» REQUIRED WORK: Extract, exactly as written, the line that contains "Target: potted lemon tree" and all lines after it through the end of the records. Omit pictures.

[Referring expression data]
◇ ◇ ◇ ◇ ◇

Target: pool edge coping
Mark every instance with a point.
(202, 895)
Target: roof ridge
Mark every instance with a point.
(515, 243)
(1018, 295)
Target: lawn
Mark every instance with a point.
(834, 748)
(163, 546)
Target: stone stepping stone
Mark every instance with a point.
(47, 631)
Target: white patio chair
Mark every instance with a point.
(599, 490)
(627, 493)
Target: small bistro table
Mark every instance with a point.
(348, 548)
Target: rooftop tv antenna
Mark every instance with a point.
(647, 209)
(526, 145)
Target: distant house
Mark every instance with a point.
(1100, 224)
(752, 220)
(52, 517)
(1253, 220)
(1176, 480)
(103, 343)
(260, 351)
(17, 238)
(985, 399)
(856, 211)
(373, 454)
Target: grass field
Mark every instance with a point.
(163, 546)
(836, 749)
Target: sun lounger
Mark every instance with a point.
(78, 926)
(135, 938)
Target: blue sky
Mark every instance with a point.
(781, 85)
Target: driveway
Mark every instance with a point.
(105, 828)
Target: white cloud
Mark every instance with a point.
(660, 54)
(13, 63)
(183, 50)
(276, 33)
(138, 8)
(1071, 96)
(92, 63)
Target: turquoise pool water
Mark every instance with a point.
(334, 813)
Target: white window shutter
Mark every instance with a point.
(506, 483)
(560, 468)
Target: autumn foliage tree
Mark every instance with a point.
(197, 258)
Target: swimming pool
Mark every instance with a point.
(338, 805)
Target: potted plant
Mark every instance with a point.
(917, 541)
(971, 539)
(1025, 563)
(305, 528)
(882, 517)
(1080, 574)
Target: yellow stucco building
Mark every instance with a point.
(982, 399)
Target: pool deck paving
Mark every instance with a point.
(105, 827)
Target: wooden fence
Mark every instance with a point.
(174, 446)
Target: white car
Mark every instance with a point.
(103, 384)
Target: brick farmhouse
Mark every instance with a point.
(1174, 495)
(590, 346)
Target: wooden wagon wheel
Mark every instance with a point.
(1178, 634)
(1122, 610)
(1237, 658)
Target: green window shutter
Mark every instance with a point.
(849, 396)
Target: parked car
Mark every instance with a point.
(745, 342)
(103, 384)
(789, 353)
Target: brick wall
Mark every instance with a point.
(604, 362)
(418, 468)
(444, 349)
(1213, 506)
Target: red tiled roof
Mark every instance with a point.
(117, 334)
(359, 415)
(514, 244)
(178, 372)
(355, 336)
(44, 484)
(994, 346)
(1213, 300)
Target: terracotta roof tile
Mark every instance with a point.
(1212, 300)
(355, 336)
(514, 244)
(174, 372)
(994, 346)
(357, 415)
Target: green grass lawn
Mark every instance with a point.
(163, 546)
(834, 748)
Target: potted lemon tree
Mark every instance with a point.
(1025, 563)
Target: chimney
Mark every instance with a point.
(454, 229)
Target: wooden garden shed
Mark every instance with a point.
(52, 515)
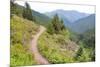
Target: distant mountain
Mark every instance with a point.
(83, 25)
(41, 18)
(67, 15)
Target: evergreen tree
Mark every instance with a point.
(27, 12)
(56, 25)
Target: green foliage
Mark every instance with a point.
(21, 31)
(53, 47)
(27, 12)
(56, 25)
(21, 56)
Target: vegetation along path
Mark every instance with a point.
(37, 56)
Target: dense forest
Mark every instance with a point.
(58, 44)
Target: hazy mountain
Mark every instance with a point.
(41, 18)
(67, 15)
(83, 25)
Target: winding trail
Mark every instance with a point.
(37, 56)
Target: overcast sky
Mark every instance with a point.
(48, 7)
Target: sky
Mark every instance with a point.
(48, 7)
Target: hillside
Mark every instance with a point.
(21, 31)
(40, 42)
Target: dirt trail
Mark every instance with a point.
(37, 56)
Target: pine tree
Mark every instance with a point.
(27, 12)
(56, 25)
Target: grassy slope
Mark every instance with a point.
(56, 47)
(21, 31)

◇ ◇ ◇ ◇ ◇

» OUTPUT OF THE TASK:
Target: potted lemon tree
Mark every instance with a point.
(1025, 563)
Target: chimney
Mark every instance with a point.
(454, 229)
Target: wooden garden shed
Mark every instance with a point.
(52, 515)
Target: distant mountain
Mark every instance with a point.
(83, 25)
(41, 18)
(67, 15)
Target: evergreen tree
Mark every instance with a point.
(27, 12)
(56, 25)
Target: green foliage
Mark every instance with a point.
(21, 31)
(53, 47)
(27, 12)
(56, 25)
(21, 56)
Target: vegetation along path
Mark every instance with a point.
(37, 56)
Target: dense forest
Mark every instance with a point.
(58, 44)
Target: hazy mountain
Mark every instance with a point.
(41, 18)
(67, 15)
(83, 25)
Target: winding trail
Mark every instance with a point.
(37, 56)
Target: overcast sky
Mark every instance with a point.
(48, 7)
Target: sky
Mark every instance with a point.
(48, 7)
Target: hillside
Mark every instance with a point.
(21, 31)
(40, 42)
Target: dirt trail
Mark every instance with a point.
(37, 56)
Target: pine tree
Mark every instance with a point.
(27, 12)
(56, 25)
Target: grassy slope
Mark every instance with a point.
(56, 47)
(21, 31)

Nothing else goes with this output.